## begin RECORDS SHOWN
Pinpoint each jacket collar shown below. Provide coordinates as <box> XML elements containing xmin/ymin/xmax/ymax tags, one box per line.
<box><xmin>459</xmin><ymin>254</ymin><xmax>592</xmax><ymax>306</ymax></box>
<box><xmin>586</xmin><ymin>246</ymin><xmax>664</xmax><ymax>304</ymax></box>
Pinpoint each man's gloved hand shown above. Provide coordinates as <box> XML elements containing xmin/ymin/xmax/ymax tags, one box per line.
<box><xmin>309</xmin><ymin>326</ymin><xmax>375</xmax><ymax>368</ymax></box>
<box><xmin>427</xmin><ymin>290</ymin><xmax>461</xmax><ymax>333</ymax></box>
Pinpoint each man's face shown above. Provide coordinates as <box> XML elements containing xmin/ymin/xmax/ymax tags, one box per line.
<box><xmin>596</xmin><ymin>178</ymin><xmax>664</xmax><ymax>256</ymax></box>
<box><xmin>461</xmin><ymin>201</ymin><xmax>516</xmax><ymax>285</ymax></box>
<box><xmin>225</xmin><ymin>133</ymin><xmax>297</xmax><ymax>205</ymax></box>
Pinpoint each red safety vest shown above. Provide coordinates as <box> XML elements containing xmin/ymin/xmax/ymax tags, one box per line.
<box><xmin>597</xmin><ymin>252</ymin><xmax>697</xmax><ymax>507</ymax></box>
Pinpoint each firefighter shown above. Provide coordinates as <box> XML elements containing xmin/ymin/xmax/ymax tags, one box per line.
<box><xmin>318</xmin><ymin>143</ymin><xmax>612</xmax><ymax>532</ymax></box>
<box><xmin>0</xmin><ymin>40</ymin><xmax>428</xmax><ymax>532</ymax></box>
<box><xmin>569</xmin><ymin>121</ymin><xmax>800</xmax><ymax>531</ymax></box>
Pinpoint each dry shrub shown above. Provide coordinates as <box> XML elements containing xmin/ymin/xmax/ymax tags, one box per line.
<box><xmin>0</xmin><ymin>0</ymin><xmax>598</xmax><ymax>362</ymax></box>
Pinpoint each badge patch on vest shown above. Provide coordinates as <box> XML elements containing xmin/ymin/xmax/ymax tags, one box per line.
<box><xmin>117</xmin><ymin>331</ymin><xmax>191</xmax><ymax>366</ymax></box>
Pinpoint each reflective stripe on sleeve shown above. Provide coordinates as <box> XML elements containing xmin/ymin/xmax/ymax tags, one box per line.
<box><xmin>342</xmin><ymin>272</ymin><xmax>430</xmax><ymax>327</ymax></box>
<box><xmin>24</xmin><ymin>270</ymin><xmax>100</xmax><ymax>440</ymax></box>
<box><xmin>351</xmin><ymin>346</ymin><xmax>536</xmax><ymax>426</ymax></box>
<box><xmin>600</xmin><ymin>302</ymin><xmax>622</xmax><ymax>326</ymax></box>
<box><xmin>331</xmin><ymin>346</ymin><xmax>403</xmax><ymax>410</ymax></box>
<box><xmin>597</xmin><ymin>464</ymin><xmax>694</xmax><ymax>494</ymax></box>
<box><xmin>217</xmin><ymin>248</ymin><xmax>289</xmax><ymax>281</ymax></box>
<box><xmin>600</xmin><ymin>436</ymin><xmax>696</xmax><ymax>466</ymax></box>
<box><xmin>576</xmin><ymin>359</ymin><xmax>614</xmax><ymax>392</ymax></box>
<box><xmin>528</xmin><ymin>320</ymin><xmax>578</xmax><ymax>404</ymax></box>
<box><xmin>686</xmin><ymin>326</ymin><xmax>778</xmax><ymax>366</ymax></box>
## end RECORDS SHOWN
### DIRECTIVE
Present all of the entries above as a numbered list, leaving out any blank lines.

### ANSWER BELOW
1. Pinpoint each jacket collar shown below. Provide coordinates as <box> XML elements containing xmin/ymin/xmax/ymax tags, one box per line.
2. <box><xmin>459</xmin><ymin>254</ymin><xmax>592</xmax><ymax>306</ymax></box>
3. <box><xmin>586</xmin><ymin>246</ymin><xmax>664</xmax><ymax>304</ymax></box>
4. Pinpoint each man's gloved hand shown above. Provide coordinates as <box> XML elements containing xmin/ymin/xmax/ymax tags, one box per line.
5. <box><xmin>309</xmin><ymin>326</ymin><xmax>375</xmax><ymax>368</ymax></box>
6. <box><xmin>427</xmin><ymin>290</ymin><xmax>461</xmax><ymax>333</ymax></box>
7. Pinpoint each man's face shown above. Provide coordinates as <box> XML elements containing xmin/ymin/xmax/ymax tags, one box per line.
8. <box><xmin>596</xmin><ymin>178</ymin><xmax>664</xmax><ymax>256</ymax></box>
9. <box><xmin>461</xmin><ymin>201</ymin><xmax>516</xmax><ymax>285</ymax></box>
10. <box><xmin>225</xmin><ymin>133</ymin><xmax>297</xmax><ymax>205</ymax></box>
11. Pinpoint each red safety vest shown above. Provide coordinates as <box> XML elements containing xmin/ymin/xmax/ymax tags, one box per line.
12. <box><xmin>597</xmin><ymin>252</ymin><xmax>697</xmax><ymax>507</ymax></box>
13. Pinpoint each firefighter shown above. Provide coordinates as <box> XML elements containing xmin/ymin/xmax/ymax tags, one box per line.
14. <box><xmin>318</xmin><ymin>143</ymin><xmax>612</xmax><ymax>532</ymax></box>
15. <box><xmin>0</xmin><ymin>40</ymin><xmax>428</xmax><ymax>532</ymax></box>
16. <box><xmin>569</xmin><ymin>121</ymin><xmax>800</xmax><ymax>531</ymax></box>
17. Pinpoint each dry shrub shown above. Provide coordinates as <box> XML elements containing xmin/ymin/xmax/ymax tags, one box per line.
18. <box><xmin>0</xmin><ymin>0</ymin><xmax>598</xmax><ymax>362</ymax></box>
19. Pinpoint each badge patch on vest shown above. Provide coordinates as <box> XML elements containing xmin/ymin/xmax/ymax tags, one box per line.
20. <box><xmin>117</xmin><ymin>331</ymin><xmax>191</xmax><ymax>366</ymax></box>
21. Pinpoint each reflective stripe on sleeve shown above. Provide coordinates as <box> XML elements containing xmin/ymin/xmax/ymax tags, one box per line.
22. <box><xmin>342</xmin><ymin>272</ymin><xmax>430</xmax><ymax>327</ymax></box>
23. <box><xmin>24</xmin><ymin>270</ymin><xmax>100</xmax><ymax>440</ymax></box>
24. <box><xmin>351</xmin><ymin>346</ymin><xmax>536</xmax><ymax>426</ymax></box>
25. <box><xmin>600</xmin><ymin>302</ymin><xmax>622</xmax><ymax>326</ymax></box>
26. <box><xmin>331</xmin><ymin>346</ymin><xmax>403</xmax><ymax>410</ymax></box>
27. <box><xmin>597</xmin><ymin>464</ymin><xmax>694</xmax><ymax>494</ymax></box>
28. <box><xmin>217</xmin><ymin>248</ymin><xmax>289</xmax><ymax>281</ymax></box>
29. <box><xmin>600</xmin><ymin>436</ymin><xmax>696</xmax><ymax>466</ymax></box>
30. <box><xmin>576</xmin><ymin>359</ymin><xmax>614</xmax><ymax>392</ymax></box>
31. <box><xmin>528</xmin><ymin>320</ymin><xmax>578</xmax><ymax>404</ymax></box>
32. <box><xmin>686</xmin><ymin>326</ymin><xmax>778</xmax><ymax>366</ymax></box>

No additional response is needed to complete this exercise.